* [Instrucciones de trabajo]
1. Según el texto, ¿hacia qué año preveía la encuesta de 1973 que los modelos económicos de pronóstico estarían resueltos?
2. Por favor, reproduce el fragmento del texto que empieza en las palabras "Pero a no desesperar." y termina después de "mejorar sus pronósticos.", y renombra "algoritmos" como "computadoras".

* [Texto]
· · · ·

Pero a no desesperar. Aquella encuesta de 1973 preveía que hacia 1990 los modelos económicos de pronóstico iban a estar resueltos y que serían elaborados por algoritmos. Ninguna de estas dos cosas sucedió, ni de lejos. En todo caso, lo curioso es que se considere que la tarea de predecir pueda ser automatizable, y que los economistas están demasiado ocupados en sus intereses o en sus modelos abstractos como para mejorar sus pronósticos.
El avance de la sofisticación de los sistemas podría derivar en una creciente delegación de las decisiones humanas, con consecuencias que podrían rozar lo insólito. Consideremos el tradicional problema de “principal-agente”, donde el dueño (el principal) trata de evitar que el administrador de su empresa (el agente) se concentre más en su salario que en las ganancias de la firma. El dilema típico de esta situación es la “asimetría informativa”, porque el agente sabe más sobre el estado de la empresa que el propio dueño, y a veces se aprovecha de esto para llevarse una tajada mayor (de allí el dicho “el ojo del amo engorda el ganado”).

· · · ·

* [Información proporcionada]
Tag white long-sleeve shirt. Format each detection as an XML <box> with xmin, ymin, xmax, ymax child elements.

· · · ·

* [Respuestas numeradas]
1. Hacia 1990.

2.
Pero a no desesperar. Aquella encuesta de 1973 preveía que hacia 1990 los modelos económicos de pronóstico iban a estar resueltos y que serían elaborados por computadoras. Ninguna de estas dos cosas sucedió, ni de lejos. En todo caso, lo curioso es que se considere que la tarea de predecir pueda ser automatizable, y que los economistas están demasiado ocupados en sus intereses o en sus modelos abstractos como para mejorar sus pronósticos.